▶ **Übungstext**:

Gemeinsam mit ihrem Mann, der als Diplomat tätig war, hat die Tropenmedizinerin in vielen Ländern der Erde gelebt. Hat ihr Diplom aus der Hand des thailändischen Königs erhalten. Arbeitete unter anderem an der Rockefeller Universität in New York in der Malaria-Forschungsgruppe. Bekam drei Kinder und hat inzwischen fünf Enkelkinder. Neben all dem hat die heute 66-Jährige immer auch ehrenamtlich gearbeitet, zum Beispiel bei der Selbsthilfeorganisation „Operation Hunger“ in Johannesburg, Südafrika.

Frauen haftet oft das Vorurteil an, dass sie nicht konstruktiv miteinander arbeiten können. „Diese Erfahrung kann ich überhaupt nicht teilen“, sagt Annemarie Ziefer. Im Gegenteil, schon an einer von Ursulinen geführten Mädchenschule in Osnabrück hat sie sich immer wohl gefühlt. Bis auf eine Ausnahme hat sie mit Frauen nie schwierige Erfahrungen gemacht: Die Feuerprobe kam vor drei Jahren mit der Übernahme des Präsidentinnenamtes beim Willkommen-Club. Wie bei vielen Organisationen, hatte es vor dem Regierungsumzug 1999 neben dem Club in Bonn auch eine Berliner Entsprechung gegeben, die sich überwiegend um die damals hier ansässigen Gesandten kümmerte. Deren Präsidentin Mania Feilcke führte nach der Fusion zunächst den gesamten Club, der allerdings aus Bonn die strenge Regel mitgebracht hatte, dass das Präsidium alle drei, neuerdings sogar alle zwei Jahre neu gewählt werden muss. Es kam zu Konflikten, in deren Zuge Mania Feilcke mit anderen Frauen den „Ambassadors Club“ gründete. Dieser Coup löste bei vielen Mitgliedern auch der Berliner Dependance damals großes Stirnrunzeln aus. Annemarie Ziefer kriegt man aber nicht dazu, auch nur ein böses Wort über den anderen Club zu äußern, am liebsten würde sie über dieses ganze Thema gar nichts mehr sagen. Lediglich den in diesem Zusammenhang oft geäußerten Begriff von der „Konkurrenz“ weist sie entschieden zurück. „Ich finde, beide Clubs haben ihre Daseinsberechtigung. Manchmal wollen die Exzellenzen ja auch unter sich sein, dafür ist der Ambassadors Club dann richtig.“

Für ihre Arbeit ist es überaus wichtig, die Angehörigen aufzufangen, die sich am Anfang oft sehr verloren fühlen. „Wenn ein Mann irgendwohin versetzt wird, hat er einen Schreibtisch und Mitarbeiter, die ihm sagen, was zu tun ist.“ Von den Frauen wird oft nur verlangt, dass sie unbezahlte Dienste für ihr Land leisten, zum Beispiel repräsentative Aufgaben übernehmen, bei Empfängen als Gastgeberin fungieren etc. Über dieses Thema und die damit verbundenen Ungerechtigkeiten kann Annemarie Ziefer stundenlang reden, sie tut es in Ansprachen auch immer wieder. Als Ärztin hat sie selbst das Glück gehabt, in verschiedenen Ländern Arbeit finden zu können, aber sie weiß, wie wenig selbstverständlich das ist. Auch deshalb arbeitet sie mit in dem Ehrenamt, das ihr einen voll gestopften Terminkalender wie ein Manager beschert. Sie geht zu den Nationalfeiertagen der etwa 120 Botschaften, sie ist bei vielen gesellschaftlichen Anlässen dabei, vom Basketballspiel bis zum Benefizkonzert.

▶ **Zu bearbeitende Aufgaben**:
1) Beantworten Sie anhand des Übungstextes die folgenden Fragen:
(a) An welcher Universität arbeitete die Tropenmedizinerin in der Malaria-Forschungsgruppe?
(b) Welchen Club gründete Mania Feilcke gemeinsam mit anderen Frauen?
(c) Zu den Nationalfeiertagen von etwa wie vielen Botschaften geht Annemarie Ziefer?
2) Führen Sie den Text über Annemarie Ziefer im Anschluss an seinen letzten Satz um drei bis vier Sätze weiter.

▶ **Zeilen**:
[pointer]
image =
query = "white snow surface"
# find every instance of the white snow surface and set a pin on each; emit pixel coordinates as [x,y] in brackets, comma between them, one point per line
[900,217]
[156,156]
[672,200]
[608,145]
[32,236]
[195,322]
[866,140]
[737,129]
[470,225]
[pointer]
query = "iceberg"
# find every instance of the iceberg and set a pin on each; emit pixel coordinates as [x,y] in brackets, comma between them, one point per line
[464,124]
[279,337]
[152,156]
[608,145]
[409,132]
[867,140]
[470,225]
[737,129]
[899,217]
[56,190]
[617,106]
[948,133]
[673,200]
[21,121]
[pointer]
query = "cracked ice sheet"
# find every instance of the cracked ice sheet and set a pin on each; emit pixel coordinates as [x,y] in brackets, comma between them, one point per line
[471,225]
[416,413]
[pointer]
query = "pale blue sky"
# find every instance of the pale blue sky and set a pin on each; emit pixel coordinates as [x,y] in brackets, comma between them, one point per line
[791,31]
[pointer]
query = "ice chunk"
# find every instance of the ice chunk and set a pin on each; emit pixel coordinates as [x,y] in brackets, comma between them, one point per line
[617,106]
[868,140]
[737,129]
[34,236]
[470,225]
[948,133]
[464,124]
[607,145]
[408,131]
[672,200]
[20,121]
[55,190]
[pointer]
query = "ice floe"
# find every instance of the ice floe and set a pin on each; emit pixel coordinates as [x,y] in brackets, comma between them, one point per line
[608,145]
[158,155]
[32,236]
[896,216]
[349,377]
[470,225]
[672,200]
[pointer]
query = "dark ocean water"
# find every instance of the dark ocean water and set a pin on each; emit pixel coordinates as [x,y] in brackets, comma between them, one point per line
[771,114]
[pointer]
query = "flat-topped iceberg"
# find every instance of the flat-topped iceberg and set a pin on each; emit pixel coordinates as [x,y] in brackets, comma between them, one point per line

▶ **Lösungen**:
1)
(a) An der Rockefeller Universität in New York.
(b) Den „Ambassadors Club“.
(c) Etwa 120.

2)
Und jetzt ist sie gerade dabei, ein Diplomatinnen-Netzwerk aufzubauen, denn immer mehr Botschafterposten werden von Frauen besetzt, was auch bedeutet, dass bei den Angehörigenprogrammen immer mehr Männer dazukommen. Das Netzwerk wird die 66-Jährige wohl weiter betreuen. Sobald ein neues Präsidium gewählt und eingearbeitet ist, wird sie sich zusätzlich nach neuen Aufgaben umsehen, will sich vielleicht um Aids-Waisen kümmern. Die Angewohnheit, berufliche und ehrenamtliche Erfahrungen für eine gute Sache nutzbar zu machen, wird sie wohl nicht mehr los.